Repeat exactly the stretch of lines that starts with the one containing "Pick out each instance of the rip" and ends with the last line of the material. Leave out pictures.

— Dataset content —

----

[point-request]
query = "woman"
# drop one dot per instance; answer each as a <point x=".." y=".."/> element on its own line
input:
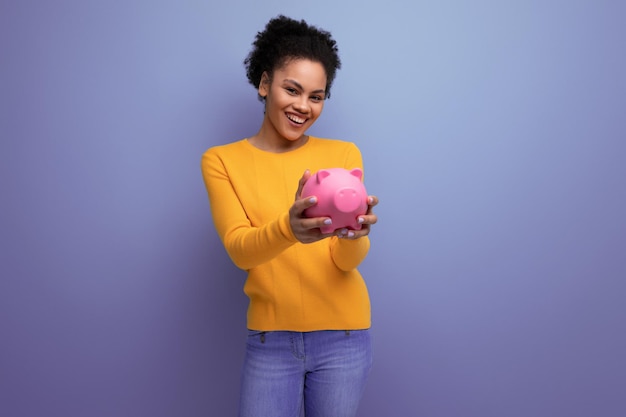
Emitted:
<point x="308" y="343"/>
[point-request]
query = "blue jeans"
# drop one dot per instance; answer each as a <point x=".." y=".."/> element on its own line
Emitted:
<point x="321" y="372"/>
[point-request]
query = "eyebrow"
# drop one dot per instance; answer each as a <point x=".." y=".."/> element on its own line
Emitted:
<point x="297" y="84"/>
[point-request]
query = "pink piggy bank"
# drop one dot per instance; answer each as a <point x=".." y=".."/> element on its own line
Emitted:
<point x="340" y="195"/>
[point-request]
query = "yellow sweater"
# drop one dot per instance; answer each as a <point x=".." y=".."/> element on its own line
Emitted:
<point x="291" y="285"/>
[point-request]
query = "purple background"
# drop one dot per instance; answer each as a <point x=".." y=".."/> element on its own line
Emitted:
<point x="493" y="132"/>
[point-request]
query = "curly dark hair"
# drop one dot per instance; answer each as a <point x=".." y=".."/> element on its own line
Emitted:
<point x="284" y="39"/>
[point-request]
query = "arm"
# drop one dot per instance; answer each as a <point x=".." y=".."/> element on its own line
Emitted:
<point x="247" y="246"/>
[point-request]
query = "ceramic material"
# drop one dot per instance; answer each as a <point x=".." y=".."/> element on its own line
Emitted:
<point x="341" y="196"/>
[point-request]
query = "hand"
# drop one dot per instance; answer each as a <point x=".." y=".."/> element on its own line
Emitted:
<point x="306" y="230"/>
<point x="366" y="220"/>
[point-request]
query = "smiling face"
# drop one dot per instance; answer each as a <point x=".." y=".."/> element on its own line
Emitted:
<point x="294" y="99"/>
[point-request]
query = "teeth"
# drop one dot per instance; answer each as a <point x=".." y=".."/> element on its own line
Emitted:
<point x="295" y="118"/>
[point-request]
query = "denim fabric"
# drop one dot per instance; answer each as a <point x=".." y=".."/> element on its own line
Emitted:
<point x="321" y="372"/>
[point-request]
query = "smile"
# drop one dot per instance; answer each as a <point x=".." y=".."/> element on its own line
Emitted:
<point x="295" y="119"/>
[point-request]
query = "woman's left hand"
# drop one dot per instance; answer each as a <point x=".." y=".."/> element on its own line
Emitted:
<point x="366" y="220"/>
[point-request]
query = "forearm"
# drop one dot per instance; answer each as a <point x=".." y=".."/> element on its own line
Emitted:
<point x="251" y="246"/>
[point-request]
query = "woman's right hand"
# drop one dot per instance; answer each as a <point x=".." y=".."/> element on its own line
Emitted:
<point x="306" y="230"/>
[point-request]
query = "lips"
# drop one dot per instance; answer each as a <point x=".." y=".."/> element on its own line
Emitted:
<point x="295" y="119"/>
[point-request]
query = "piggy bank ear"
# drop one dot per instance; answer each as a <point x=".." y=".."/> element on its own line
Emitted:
<point x="357" y="172"/>
<point x="321" y="174"/>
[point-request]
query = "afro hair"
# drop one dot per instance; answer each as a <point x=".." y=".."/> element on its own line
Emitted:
<point x="285" y="39"/>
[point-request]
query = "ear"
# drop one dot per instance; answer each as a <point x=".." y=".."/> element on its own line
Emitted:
<point x="357" y="172"/>
<point x="264" y="84"/>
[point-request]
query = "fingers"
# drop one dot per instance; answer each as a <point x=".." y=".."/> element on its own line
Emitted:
<point x="365" y="220"/>
<point x="305" y="177"/>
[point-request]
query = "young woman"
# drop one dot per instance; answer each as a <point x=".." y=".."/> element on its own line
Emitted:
<point x="308" y="343"/>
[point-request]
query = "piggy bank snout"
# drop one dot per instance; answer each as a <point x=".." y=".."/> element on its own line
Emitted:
<point x="347" y="199"/>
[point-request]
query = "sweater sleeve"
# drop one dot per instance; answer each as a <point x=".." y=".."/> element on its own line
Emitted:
<point x="347" y="254"/>
<point x="247" y="246"/>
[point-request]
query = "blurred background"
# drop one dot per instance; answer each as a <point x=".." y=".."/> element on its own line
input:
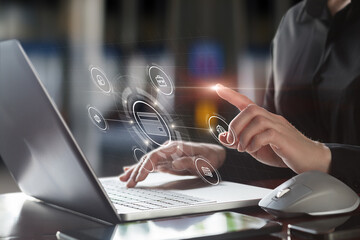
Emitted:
<point x="197" y="42"/>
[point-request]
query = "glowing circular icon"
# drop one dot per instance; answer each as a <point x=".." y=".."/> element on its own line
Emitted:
<point x="139" y="157"/>
<point x="160" y="80"/>
<point x="151" y="123"/>
<point x="207" y="172"/>
<point x="100" y="79"/>
<point x="97" y="118"/>
<point x="217" y="126"/>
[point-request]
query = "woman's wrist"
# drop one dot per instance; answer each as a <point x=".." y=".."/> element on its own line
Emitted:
<point x="324" y="159"/>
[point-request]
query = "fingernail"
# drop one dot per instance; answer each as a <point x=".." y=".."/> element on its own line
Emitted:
<point x="138" y="175"/>
<point x="176" y="165"/>
<point x="130" y="183"/>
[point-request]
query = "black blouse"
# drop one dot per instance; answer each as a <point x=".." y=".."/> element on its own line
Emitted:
<point x="315" y="85"/>
<point x="315" y="80"/>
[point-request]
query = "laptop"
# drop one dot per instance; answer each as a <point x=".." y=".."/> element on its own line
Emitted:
<point x="47" y="163"/>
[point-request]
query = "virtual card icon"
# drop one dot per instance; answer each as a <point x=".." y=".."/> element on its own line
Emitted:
<point x="151" y="124"/>
<point x="100" y="80"/>
<point x="206" y="171"/>
<point x="161" y="81"/>
<point x="220" y="129"/>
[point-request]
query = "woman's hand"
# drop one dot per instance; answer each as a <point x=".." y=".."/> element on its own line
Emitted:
<point x="270" y="138"/>
<point x="178" y="158"/>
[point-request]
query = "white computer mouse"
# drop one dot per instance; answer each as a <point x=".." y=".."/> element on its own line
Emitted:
<point x="314" y="193"/>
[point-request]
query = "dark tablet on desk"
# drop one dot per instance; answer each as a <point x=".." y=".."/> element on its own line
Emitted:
<point x="337" y="227"/>
<point x="222" y="225"/>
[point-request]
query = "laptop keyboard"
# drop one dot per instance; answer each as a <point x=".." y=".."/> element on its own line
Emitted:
<point x="145" y="198"/>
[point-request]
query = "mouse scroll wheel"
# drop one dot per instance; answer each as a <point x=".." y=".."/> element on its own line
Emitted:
<point x="282" y="192"/>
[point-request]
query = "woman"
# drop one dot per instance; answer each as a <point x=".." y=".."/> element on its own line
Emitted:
<point x="312" y="107"/>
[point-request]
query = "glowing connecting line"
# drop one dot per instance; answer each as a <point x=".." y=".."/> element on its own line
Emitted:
<point x="214" y="88"/>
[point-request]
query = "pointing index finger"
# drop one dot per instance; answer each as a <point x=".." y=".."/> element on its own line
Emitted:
<point x="238" y="100"/>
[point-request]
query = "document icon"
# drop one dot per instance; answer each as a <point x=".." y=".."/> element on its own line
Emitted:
<point x="206" y="171"/>
<point x="151" y="124"/>
<point x="161" y="81"/>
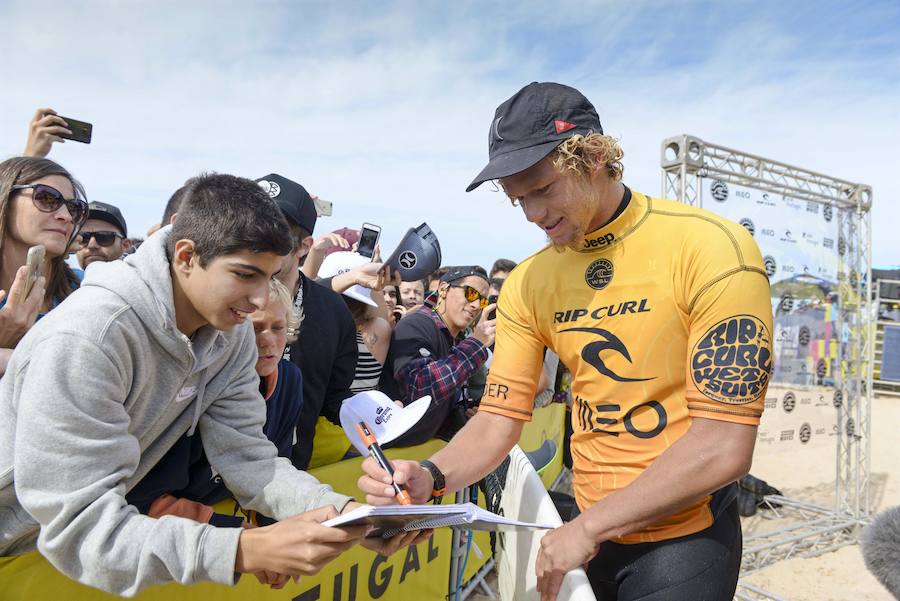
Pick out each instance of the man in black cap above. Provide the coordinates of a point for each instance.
(325, 349)
(430, 354)
(662, 313)
(104, 236)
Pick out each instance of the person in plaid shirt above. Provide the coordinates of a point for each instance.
(430, 355)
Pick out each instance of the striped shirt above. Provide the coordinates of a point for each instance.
(368, 369)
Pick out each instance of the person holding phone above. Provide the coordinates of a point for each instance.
(40, 204)
(46, 127)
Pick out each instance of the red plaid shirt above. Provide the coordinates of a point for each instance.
(441, 378)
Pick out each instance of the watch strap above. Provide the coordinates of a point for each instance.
(440, 486)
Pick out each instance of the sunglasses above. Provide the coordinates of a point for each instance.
(48, 200)
(103, 238)
(473, 295)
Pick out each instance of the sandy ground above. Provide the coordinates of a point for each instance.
(840, 575)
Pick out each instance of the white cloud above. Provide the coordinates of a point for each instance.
(383, 109)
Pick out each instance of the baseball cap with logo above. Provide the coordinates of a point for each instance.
(385, 419)
(340, 262)
(109, 214)
(531, 124)
(292, 198)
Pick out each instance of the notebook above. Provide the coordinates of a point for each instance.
(394, 519)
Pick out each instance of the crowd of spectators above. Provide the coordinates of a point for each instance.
(334, 323)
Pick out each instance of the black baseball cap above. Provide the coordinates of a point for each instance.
(292, 198)
(531, 124)
(109, 214)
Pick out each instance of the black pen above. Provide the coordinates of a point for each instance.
(378, 455)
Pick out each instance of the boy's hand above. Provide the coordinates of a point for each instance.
(295, 547)
(376, 482)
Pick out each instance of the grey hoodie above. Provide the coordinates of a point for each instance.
(95, 394)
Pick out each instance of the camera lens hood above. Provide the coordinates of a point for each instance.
(417, 255)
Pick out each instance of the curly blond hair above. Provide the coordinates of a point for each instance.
(278, 292)
(580, 154)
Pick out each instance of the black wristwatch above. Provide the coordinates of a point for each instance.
(440, 485)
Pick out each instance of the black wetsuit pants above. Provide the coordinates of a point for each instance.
(702, 566)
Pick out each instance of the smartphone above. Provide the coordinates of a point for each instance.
(492, 300)
(368, 238)
(81, 130)
(33, 263)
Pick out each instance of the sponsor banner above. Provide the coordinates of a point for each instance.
(890, 354)
(797, 436)
(801, 249)
(797, 419)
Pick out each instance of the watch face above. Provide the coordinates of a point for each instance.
(438, 489)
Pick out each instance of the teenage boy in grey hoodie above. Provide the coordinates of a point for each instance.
(150, 348)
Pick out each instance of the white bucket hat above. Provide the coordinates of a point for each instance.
(340, 262)
(385, 419)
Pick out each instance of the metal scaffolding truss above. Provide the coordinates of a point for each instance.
(811, 529)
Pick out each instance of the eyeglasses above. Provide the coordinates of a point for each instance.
(473, 295)
(48, 200)
(103, 238)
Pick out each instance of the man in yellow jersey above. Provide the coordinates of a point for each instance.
(661, 312)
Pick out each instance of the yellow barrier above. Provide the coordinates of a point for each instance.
(420, 572)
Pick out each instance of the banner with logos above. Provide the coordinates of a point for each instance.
(797, 436)
(800, 246)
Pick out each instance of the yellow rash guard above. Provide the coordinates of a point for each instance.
(662, 315)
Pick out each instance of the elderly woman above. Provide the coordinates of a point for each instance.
(40, 204)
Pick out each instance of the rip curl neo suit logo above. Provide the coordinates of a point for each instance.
(609, 342)
(598, 275)
(732, 362)
(719, 190)
(770, 265)
(789, 402)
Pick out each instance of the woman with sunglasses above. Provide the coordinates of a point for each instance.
(430, 354)
(40, 203)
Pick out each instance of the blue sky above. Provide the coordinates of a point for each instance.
(383, 108)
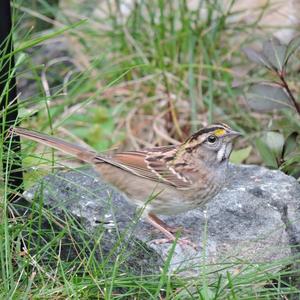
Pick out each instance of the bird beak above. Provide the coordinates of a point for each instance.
(233, 134)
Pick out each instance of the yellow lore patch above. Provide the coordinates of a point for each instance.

----

— Complete output —
Pick out each instance of the rip curl neo suit logo above. Provide the coordinates of a point for each instance.
(609, 342)
(598, 275)
(732, 362)
(719, 190)
(770, 265)
(789, 402)
Pick out each instance of the woman with sunglasses above. Provide the coordinates of a point for each instance.
(430, 354)
(40, 203)
Pick out each instance of the blue sky above. Provide the coordinates of a point for each instance.
(383, 108)
Pick out each instance of the bird beak above. Provide the coordinates of a point for each instance.
(233, 134)
Pick out each instance of the yellow lore patch above. Provide the coordinates of a point for each instance.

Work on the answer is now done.